REQUIRED ACTIONS
A) According to the schema guide, which languages currently have Weaviate client libraries?
B) Please quote everything in the schema guide from "At this point, you" down to "to your project.".
C) Translate this sentence from the schema guide into Spanish: "First, let’s make sure that you can connect to your Weaviate instance."

TEXT SEGMENT
****************************************

Skip to main content

Schema

     

You’ve made it to the schema getting started guide! The schema is the place where you will not only set data types, cross-references, and more, but you’ll be tweaking index settings (ANN, reverse index, BM25).

This will also be a guide to getting your hands dirty! O, and this guide is a bit longer 😉

Prerequisites

At this point, you should have Weaviate running either:

Client Libraries

You can communicate with Weaviate from your code by using one of the available client libraries (currently available for Python, JavaScript, Java and Go) or the restful API.

First, point of business, is to add the client library to your project.

  • For Python add the weaviate-client to your system libraries with pip:
pip install weaviate-client
  • For JavaScript add weaviate-client to your project with npm:
npm install weaviate-client
  • For Java add this dependency to your project:
<dependency>
<groupId>technology.semi.weaviate</groupId>
<artifactId>client</artifactId>
<version>3.2.0</version>
</dependency>
  • For Go add weaviate-go-client to your project with go get:
go get github.com/semi-technologies/weaviate-go-client/v4

Connect to Weaviate

First, let’s make sure that you can connect to your Weaviate instance. To do this we need the host endpoint to your instance.

****************************************

EXTRACTED INFORMATION
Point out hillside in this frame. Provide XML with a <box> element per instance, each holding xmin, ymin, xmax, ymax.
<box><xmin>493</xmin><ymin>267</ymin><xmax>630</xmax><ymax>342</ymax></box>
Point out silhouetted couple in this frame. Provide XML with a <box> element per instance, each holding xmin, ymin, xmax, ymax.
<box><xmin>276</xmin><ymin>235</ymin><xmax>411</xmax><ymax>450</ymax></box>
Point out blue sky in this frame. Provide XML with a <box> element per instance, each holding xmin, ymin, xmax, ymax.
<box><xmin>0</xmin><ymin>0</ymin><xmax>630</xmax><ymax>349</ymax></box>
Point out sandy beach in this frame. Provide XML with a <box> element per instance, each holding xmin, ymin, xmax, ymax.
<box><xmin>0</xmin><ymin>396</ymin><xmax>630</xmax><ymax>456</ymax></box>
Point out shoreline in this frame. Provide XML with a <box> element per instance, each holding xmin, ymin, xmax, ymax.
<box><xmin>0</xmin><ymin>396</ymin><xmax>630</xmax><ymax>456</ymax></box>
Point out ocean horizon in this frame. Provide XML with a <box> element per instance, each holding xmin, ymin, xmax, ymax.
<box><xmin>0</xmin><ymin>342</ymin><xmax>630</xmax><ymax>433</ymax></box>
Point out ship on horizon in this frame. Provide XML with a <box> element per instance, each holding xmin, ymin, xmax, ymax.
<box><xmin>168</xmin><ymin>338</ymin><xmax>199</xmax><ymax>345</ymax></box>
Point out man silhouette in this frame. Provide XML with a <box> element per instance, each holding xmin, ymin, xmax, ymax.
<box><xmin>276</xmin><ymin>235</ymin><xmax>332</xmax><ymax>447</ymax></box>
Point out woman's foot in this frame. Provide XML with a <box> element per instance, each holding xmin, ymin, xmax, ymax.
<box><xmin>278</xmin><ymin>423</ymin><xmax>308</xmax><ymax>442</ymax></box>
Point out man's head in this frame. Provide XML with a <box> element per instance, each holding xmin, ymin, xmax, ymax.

****************************************

RESPONSES TO THE EXERCISE
A) Python, JavaScript, Java and Go.

B)
At this point, you should have Weaviate running either:

Client Libraries

You can communicate with Weaviate from your code by using one of the available client libraries (currently available for Python, JavaScript, Java and Go) or the restful API.

First, point of business, is to add the client library to your project.

C) Primero, asegurémonos de que puedes conectarte a tu instancia de Weaviate.